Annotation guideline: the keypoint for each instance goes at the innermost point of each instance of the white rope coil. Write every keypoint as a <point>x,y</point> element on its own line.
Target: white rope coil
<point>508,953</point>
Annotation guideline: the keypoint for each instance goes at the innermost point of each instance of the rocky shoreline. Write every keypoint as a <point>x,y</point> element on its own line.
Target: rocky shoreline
________________________________________
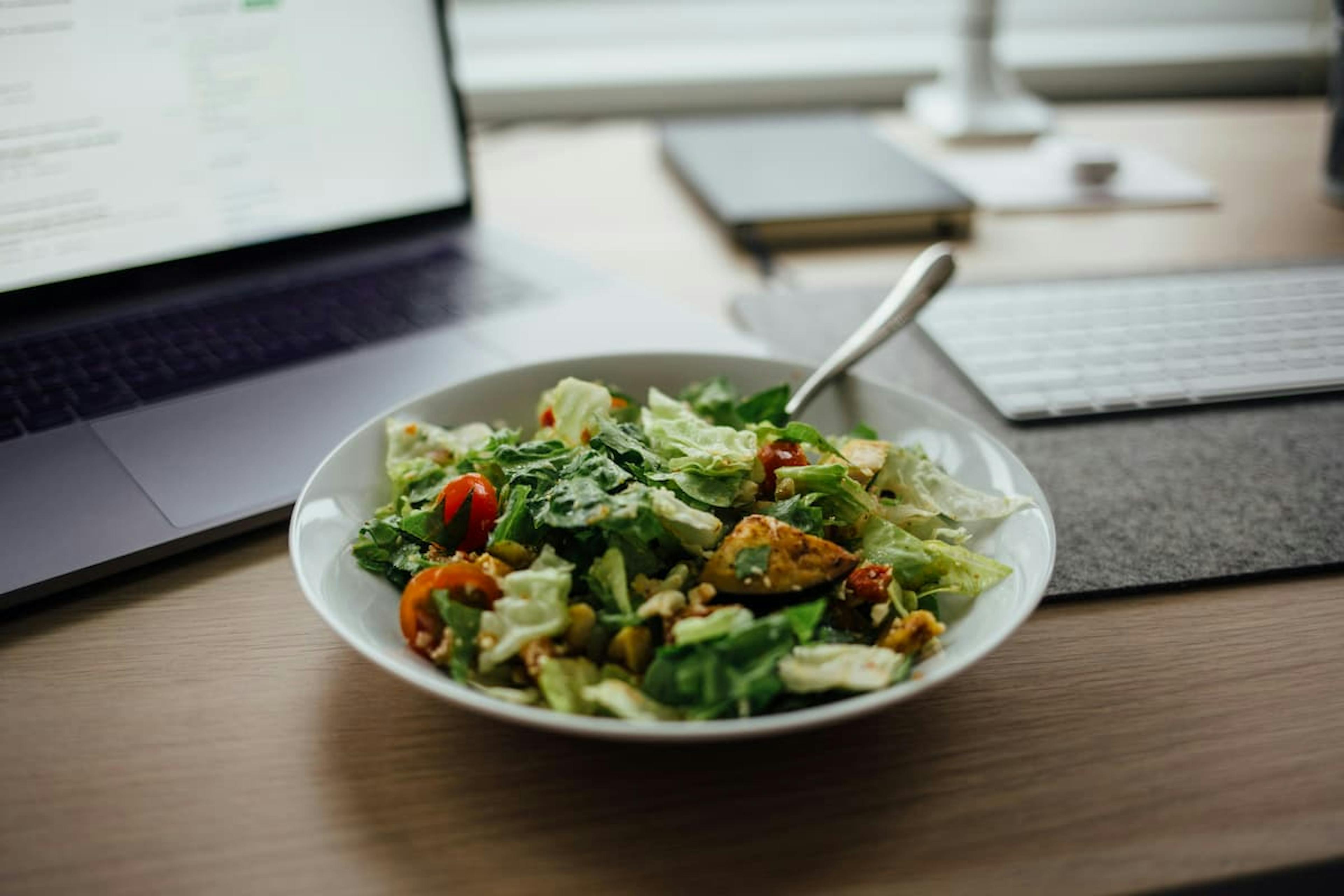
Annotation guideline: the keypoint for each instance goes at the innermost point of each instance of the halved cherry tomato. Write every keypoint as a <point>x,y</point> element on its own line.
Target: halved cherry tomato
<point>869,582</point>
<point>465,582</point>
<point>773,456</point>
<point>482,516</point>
________________________________________
* Task objective
In the listing above, locate the line containing "of the white" and the line containing "Target: rocky shoreline". Extract those two lines and every line between them, exactly as written, and only those.

* Response to this exercise
Annotation guideline: the keypoint for each instance goes at the innermost point of each instance of the white rope coil. Write every keypoint as a <point>x,y</point> element on its own line.
Target: white rope coil
<point>508,953</point>
Annotation guideline: the keypoint for each instance goes at the innermost point of each instance of the rocky shoreline. Write every keypoint as a <point>x,y</point> element on its own line.
Target: rocky shoreline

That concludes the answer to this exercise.